The relocation of Ukraine’s internally displaced persons did not lead to any significant social conflicts. Case-control studies failed to indicate that feelings of solidarity with the newcomers were overshadowed or ousted by defensive postures the result of excessive social demands – and not even in situations where one might have expected tensions to emerge for religious reasons. As concerns Ukrainian Muslims – that is to say, Tatars who fled from the Crimean peninsula – Viktoriya Sereda says her study has shown that they consciously sought refuge in regions where the population was thought to be more religious no matter their faith (though predominantly Christian). Ukrainian Christians of various faiths – Greek Catholic, Ukrainian Orthodox pledging allegiance to either the Kiev or Moscow Patriarchate – showed understanding and a willingness to help: “In one locality the inhabitants discussed the possibility of putting the Muslim newcomers up in the former monastery’s dining room because there was no mosque.” In short, says the sociologist, Ukraine was spared any social crisis in the wake of migration and internal displacement.
Among those who had fled their home regions there were some complaints about difficulties in finding housing, and finding work was even more arduous for the newcomers. This had less to do with employers’ concerns regarding the abilities of the refugees than it did with their worry that the new arrivals would soon be returning whence they came. In addition, some internally displaced persons from Donbas have been experiencing a kind of dual isolation. They have yet to develop social networks which would include local inhabitants, and at the same time they often limit contacts with other displaced people from Donbas since they are uncertain of their political views or involvement in the war. “We are experiencing military conflict,” stresses Viktoriya Sereda, “but this hasn’t led to a significant increase in ethnic nationalism.”
Surveys of Ukrainians’ national identity also confirm that, generally speaking, it is not ultimately informed by notions of linguistic, ethnic or religious homogeneity: “When you ask Ukrainians what it means to be Ukrainian then it is primarily the feeling of being able to autonomously determine their shared future.” The Ukrainian identity is experienced as something that makes for community – not as something which drives people apart.
Sereda believes that this requires a concerted effort to enlighten the populace. When a country is involved in both a real and a propaganda war, there is a great temptation for media to use the language of “othering.” Initially there were certain instances of the media sowing mistrust – whether intentionally or not – against internally displaced people from eastern Ukraine; but these were resisted by a broad network of social organizations and institutions. For instance there were training sessions and information events for journalists who were reporting on mass migrations from the Crimea and the military conflict in Donbas. Viktoriya Sereda was among the instructors in these events. However, she doesn’t care for the label “social activist,” since it fails to incorporate the scholarly aspect.

Stored data:
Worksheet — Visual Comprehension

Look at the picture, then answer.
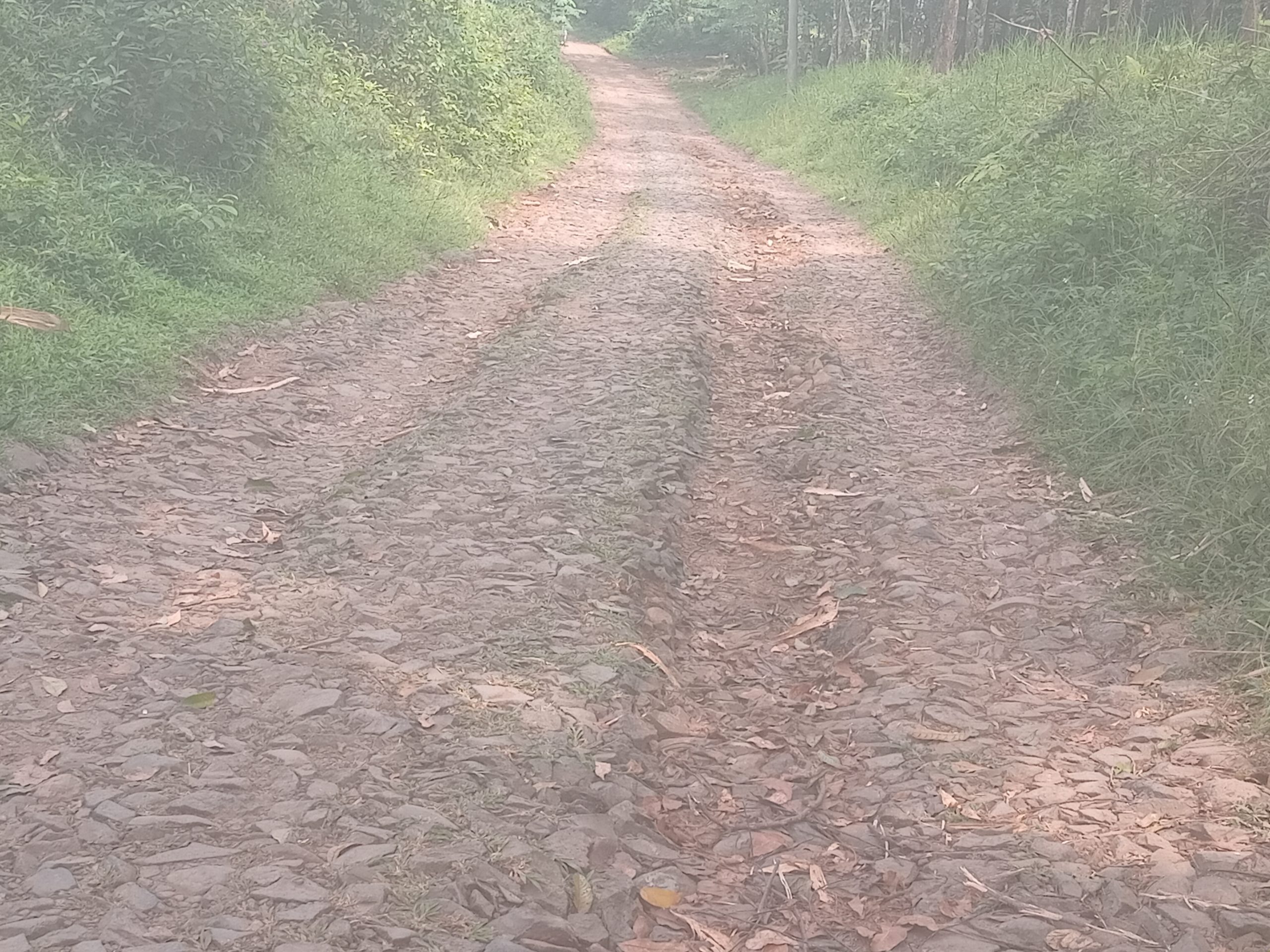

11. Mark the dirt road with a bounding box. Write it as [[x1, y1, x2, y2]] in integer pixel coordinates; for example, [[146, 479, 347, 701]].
[[0, 46, 1270, 952]]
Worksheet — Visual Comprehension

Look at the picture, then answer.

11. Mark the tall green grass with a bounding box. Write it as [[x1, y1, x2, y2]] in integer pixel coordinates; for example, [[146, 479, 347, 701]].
[[681, 39, 1270, 619], [0, 0, 589, 440]]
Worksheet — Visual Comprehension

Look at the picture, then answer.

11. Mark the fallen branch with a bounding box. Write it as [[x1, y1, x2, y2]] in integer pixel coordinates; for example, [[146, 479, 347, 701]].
[[0, 307, 66, 330], [613, 641, 683, 688], [199, 377, 300, 396]]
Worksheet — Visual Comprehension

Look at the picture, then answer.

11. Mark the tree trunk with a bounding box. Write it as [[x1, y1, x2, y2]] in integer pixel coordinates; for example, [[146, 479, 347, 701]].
[[1240, 0, 1261, 43], [931, 0, 961, 72], [785, 0, 798, 89]]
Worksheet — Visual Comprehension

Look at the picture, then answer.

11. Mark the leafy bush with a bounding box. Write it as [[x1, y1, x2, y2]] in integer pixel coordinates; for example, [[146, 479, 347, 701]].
[[686, 41, 1270, 611], [0, 0, 587, 438], [0, 0, 279, 174]]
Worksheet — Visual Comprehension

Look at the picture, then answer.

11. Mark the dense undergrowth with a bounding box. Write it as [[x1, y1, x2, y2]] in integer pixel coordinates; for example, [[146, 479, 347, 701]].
[[681, 41, 1270, 627], [0, 0, 589, 439]]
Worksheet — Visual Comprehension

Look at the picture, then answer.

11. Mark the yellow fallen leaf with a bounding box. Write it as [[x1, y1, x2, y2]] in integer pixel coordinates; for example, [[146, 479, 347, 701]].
[[0, 307, 66, 330], [569, 873, 596, 913], [639, 886, 683, 909]]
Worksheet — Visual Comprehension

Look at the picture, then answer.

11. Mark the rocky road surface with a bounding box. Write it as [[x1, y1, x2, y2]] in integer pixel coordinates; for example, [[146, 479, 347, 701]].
[[0, 46, 1270, 952]]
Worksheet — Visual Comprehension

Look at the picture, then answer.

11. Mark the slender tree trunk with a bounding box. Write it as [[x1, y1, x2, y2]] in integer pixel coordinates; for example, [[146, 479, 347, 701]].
[[842, 0, 860, 59], [974, 0, 992, 54], [1240, 0, 1261, 43], [785, 0, 798, 89], [931, 0, 961, 72]]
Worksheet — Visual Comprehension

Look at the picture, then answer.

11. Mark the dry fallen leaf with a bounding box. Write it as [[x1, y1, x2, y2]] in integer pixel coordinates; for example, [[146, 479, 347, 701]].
[[569, 873, 596, 914], [904, 727, 974, 744], [639, 886, 683, 909], [898, 914, 940, 932], [11, 764, 54, 787], [472, 684, 533, 707], [869, 925, 908, 952], [746, 735, 781, 750], [807, 863, 829, 890], [746, 929, 798, 952], [1129, 664, 1168, 687], [1045, 929, 1098, 951], [940, 895, 974, 919]]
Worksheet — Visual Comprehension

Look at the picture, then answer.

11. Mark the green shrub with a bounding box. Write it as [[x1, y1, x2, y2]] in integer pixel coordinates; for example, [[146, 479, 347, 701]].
[[685, 41, 1270, 611], [0, 0, 279, 174], [0, 0, 588, 438]]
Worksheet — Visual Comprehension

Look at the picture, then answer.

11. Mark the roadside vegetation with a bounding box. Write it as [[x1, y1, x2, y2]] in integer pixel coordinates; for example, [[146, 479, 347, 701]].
[[0, 0, 589, 439], [586, 0, 1270, 645]]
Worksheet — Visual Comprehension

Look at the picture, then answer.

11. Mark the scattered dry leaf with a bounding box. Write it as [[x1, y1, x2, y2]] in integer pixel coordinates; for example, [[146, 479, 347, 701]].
[[869, 925, 908, 952], [940, 893, 974, 919], [472, 684, 533, 707], [13, 764, 54, 787], [569, 873, 596, 913], [199, 377, 300, 396], [1129, 664, 1168, 687], [905, 727, 974, 744], [1045, 929, 1098, 951], [665, 909, 737, 952], [896, 914, 940, 932], [746, 929, 796, 952]]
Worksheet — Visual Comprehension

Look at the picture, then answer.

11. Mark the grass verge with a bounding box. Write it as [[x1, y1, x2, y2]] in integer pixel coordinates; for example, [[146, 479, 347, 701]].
[[680, 39, 1270, 654], [0, 0, 589, 443]]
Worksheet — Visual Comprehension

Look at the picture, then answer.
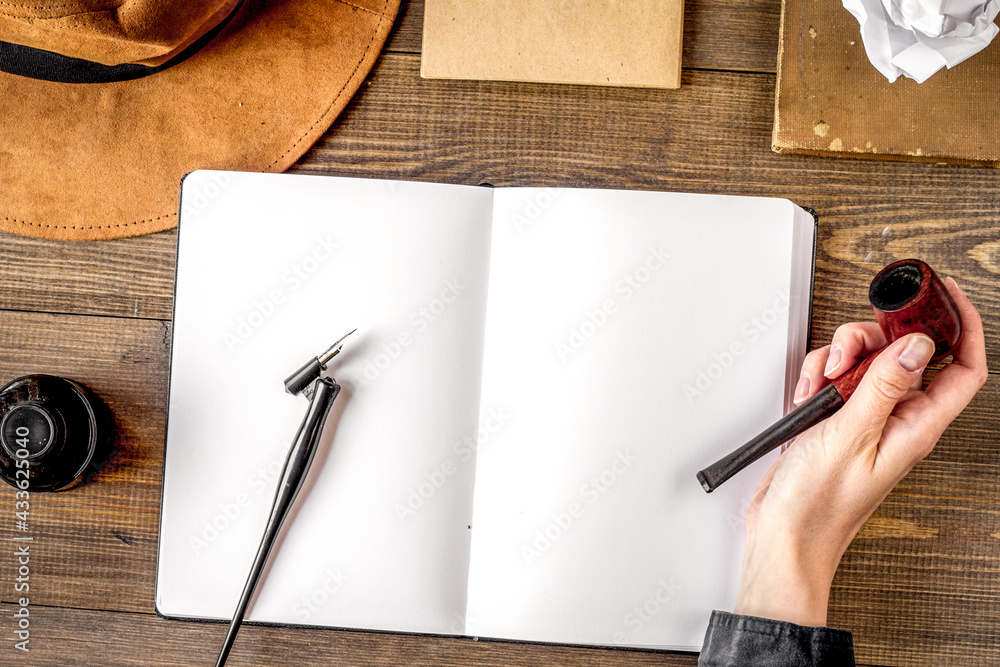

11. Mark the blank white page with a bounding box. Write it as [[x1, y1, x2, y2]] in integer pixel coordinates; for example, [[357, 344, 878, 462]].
[[156, 171, 493, 633], [467, 189, 812, 649]]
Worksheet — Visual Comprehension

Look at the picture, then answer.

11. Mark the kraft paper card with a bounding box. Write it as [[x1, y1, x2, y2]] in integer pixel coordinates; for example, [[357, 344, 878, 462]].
[[420, 0, 684, 88]]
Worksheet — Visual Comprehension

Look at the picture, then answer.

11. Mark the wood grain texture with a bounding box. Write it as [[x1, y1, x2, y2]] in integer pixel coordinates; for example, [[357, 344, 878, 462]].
[[0, 0, 1000, 666], [0, 312, 1000, 665], [0, 54, 1000, 368], [0, 312, 170, 616]]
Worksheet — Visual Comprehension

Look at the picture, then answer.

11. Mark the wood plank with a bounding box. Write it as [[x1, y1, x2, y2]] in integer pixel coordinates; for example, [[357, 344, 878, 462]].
[[0, 604, 697, 667], [386, 0, 780, 73], [829, 375, 1000, 665], [0, 54, 1000, 368], [0, 312, 170, 611], [0, 232, 177, 319], [0, 312, 1000, 664]]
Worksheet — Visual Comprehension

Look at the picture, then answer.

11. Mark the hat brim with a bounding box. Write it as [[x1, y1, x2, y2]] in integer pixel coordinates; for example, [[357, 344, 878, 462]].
[[0, 0, 399, 240]]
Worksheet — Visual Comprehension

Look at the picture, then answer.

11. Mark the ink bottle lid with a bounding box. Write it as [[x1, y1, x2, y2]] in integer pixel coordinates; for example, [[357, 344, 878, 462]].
[[0, 375, 110, 491]]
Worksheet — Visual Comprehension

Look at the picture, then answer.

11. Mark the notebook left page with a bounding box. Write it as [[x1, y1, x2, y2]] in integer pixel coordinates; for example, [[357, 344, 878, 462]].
[[156, 171, 492, 634]]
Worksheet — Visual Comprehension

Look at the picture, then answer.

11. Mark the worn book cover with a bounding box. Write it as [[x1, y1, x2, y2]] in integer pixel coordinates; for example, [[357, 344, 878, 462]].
[[420, 0, 684, 88], [772, 0, 1000, 167]]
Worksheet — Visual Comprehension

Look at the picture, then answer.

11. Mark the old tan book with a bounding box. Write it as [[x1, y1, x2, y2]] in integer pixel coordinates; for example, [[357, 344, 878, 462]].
[[420, 0, 684, 88], [772, 0, 1000, 167]]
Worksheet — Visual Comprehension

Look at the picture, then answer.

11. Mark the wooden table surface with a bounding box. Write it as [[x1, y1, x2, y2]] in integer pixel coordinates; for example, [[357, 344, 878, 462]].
[[0, 0, 1000, 667]]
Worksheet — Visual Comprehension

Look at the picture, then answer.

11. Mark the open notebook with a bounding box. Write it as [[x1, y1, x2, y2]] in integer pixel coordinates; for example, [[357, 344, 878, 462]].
[[156, 171, 815, 649]]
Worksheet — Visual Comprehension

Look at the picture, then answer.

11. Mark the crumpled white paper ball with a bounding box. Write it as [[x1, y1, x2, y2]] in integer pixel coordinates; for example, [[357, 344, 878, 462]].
[[842, 0, 1000, 83]]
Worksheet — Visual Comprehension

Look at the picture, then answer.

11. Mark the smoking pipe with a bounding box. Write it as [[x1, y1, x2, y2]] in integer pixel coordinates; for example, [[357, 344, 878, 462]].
[[698, 259, 962, 493]]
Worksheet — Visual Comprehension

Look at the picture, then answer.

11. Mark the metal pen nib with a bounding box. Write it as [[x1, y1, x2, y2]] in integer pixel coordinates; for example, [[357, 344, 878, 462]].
[[285, 329, 357, 398], [316, 328, 357, 366]]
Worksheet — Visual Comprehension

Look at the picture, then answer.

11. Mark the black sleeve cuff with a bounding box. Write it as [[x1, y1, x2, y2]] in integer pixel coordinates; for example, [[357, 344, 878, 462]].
[[698, 611, 854, 667]]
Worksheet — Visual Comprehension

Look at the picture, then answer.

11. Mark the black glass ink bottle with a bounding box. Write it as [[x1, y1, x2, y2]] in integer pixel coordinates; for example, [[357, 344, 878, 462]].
[[0, 375, 113, 491]]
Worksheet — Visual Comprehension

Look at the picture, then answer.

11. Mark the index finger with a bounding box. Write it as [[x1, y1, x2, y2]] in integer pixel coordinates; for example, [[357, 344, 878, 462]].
[[925, 278, 988, 425]]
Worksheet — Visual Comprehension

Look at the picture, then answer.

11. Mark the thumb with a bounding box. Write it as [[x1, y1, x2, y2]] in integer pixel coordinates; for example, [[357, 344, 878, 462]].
[[835, 334, 934, 442]]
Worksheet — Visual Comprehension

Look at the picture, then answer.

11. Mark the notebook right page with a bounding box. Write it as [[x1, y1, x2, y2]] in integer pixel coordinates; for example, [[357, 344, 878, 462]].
[[467, 188, 812, 650]]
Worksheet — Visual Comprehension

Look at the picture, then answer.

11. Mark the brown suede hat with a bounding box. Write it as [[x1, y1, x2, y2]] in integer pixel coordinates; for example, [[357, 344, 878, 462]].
[[0, 0, 399, 240]]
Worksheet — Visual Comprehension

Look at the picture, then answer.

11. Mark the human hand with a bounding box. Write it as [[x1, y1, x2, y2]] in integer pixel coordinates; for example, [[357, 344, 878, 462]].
[[735, 278, 987, 626]]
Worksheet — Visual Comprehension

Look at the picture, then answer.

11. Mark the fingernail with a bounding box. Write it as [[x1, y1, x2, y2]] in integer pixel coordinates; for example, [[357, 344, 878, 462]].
[[823, 345, 844, 377], [792, 375, 809, 404], [899, 336, 934, 373]]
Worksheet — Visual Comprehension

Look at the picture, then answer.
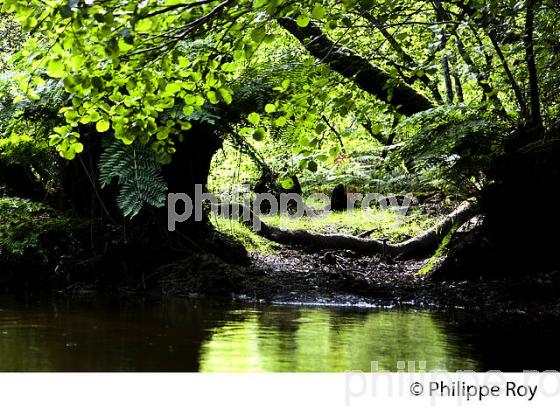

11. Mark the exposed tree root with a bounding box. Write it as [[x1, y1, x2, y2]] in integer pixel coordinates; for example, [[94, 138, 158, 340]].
[[230, 201, 477, 259]]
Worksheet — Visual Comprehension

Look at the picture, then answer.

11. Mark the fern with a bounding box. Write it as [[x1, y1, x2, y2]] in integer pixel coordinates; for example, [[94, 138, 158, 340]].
[[99, 139, 167, 218]]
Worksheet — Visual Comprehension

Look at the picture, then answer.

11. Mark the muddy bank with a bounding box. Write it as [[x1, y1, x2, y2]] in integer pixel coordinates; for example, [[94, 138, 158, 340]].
[[0, 199, 560, 317]]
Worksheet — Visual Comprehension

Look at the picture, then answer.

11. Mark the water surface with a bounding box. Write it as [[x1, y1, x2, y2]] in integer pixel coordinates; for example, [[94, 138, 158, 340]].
[[0, 297, 558, 372]]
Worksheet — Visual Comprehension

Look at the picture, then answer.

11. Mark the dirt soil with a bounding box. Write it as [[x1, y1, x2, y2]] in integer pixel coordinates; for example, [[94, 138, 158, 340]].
[[225, 248, 560, 319]]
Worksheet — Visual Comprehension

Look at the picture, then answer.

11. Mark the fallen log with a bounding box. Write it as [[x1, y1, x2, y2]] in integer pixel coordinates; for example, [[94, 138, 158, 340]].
[[225, 201, 477, 259]]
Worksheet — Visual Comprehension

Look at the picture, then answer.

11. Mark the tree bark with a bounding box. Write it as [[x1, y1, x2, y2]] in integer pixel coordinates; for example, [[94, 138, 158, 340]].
[[278, 17, 433, 115], [230, 202, 476, 259]]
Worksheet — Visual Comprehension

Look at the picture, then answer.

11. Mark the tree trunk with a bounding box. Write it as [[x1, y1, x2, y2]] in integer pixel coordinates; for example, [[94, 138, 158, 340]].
[[278, 17, 433, 115], [230, 202, 476, 259]]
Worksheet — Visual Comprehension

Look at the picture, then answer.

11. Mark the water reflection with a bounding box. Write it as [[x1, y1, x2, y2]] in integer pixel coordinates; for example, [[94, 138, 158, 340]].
[[200, 308, 480, 372], [0, 297, 484, 372]]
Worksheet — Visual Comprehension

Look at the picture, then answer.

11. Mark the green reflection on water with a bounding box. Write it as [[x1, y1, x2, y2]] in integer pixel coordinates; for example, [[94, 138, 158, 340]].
[[200, 308, 478, 372]]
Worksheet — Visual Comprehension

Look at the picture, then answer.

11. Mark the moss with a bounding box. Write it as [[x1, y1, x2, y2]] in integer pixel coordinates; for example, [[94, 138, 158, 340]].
[[263, 209, 437, 243], [212, 217, 279, 254], [0, 197, 77, 260], [416, 225, 459, 276]]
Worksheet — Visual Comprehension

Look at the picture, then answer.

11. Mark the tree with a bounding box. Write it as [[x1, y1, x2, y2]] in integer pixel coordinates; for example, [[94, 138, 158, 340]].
[[3, 0, 559, 276]]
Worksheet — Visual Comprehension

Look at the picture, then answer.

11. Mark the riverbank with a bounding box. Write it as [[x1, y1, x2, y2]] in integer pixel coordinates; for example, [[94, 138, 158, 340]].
[[0, 198, 560, 319]]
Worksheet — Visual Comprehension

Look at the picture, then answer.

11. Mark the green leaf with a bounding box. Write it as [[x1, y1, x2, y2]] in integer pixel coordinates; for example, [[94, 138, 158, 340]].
[[296, 14, 311, 27], [95, 120, 111, 132], [206, 91, 220, 104], [218, 87, 233, 104], [253, 128, 266, 141], [311, 3, 325, 20], [280, 177, 294, 189], [247, 112, 261, 125]]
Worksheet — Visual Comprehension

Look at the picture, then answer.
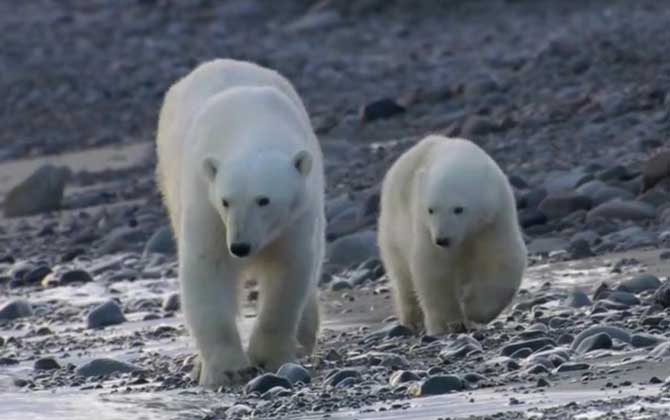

To be done:
a – In the text on Ukraine's displaced persons, write out the stretch from "Surveys of Ukrainians’" through "drives people apart.".
b – Condense the paragraph of the text on Ukraine's displaced persons that begins "Among those who had fled their home regions" into a short bulleted list that keeps its main facts.
c – List the Christian faiths of Ukrainians that the text on Ukraine's displaced persons names.

Set of answers:
a –
Surveys of Ukrainians’ national identity also confirm that, generally speaking, it is not ultimately informed by notions of linguistic, ethnic or religious homogeneity: “When you ask Ukrainians what it means to be Ukrainian then it is primarily the feeling of being able to autonomously determine their shared future.” The Ukrainian identity is experienced as something that makes for community – not as something which drives people apart.

b –
- Some people displaced from their home regions had trouble finding housing, and finding work was even harder.
- Employers hesitated mainly because they expected the newcomers to return home soon, not because they doubted their abilities.
- Some displaced people from Donbas face dual isolation: they have no social networks with local inhabitants yet, and they limit contact with other displaced people from Donbas because they are unsure of those people's political views or involvement in the war.
- Viktoriya Sereda notes that the military conflict has not led to a significant increase in ethnic nationalism.

c –
- Greek Catholic
- Ukrainian Orthodox pledging allegiance to the Kiev Patriarchate
- Ukrainian Orthodox pledging allegiance to the Moscow Patriarchate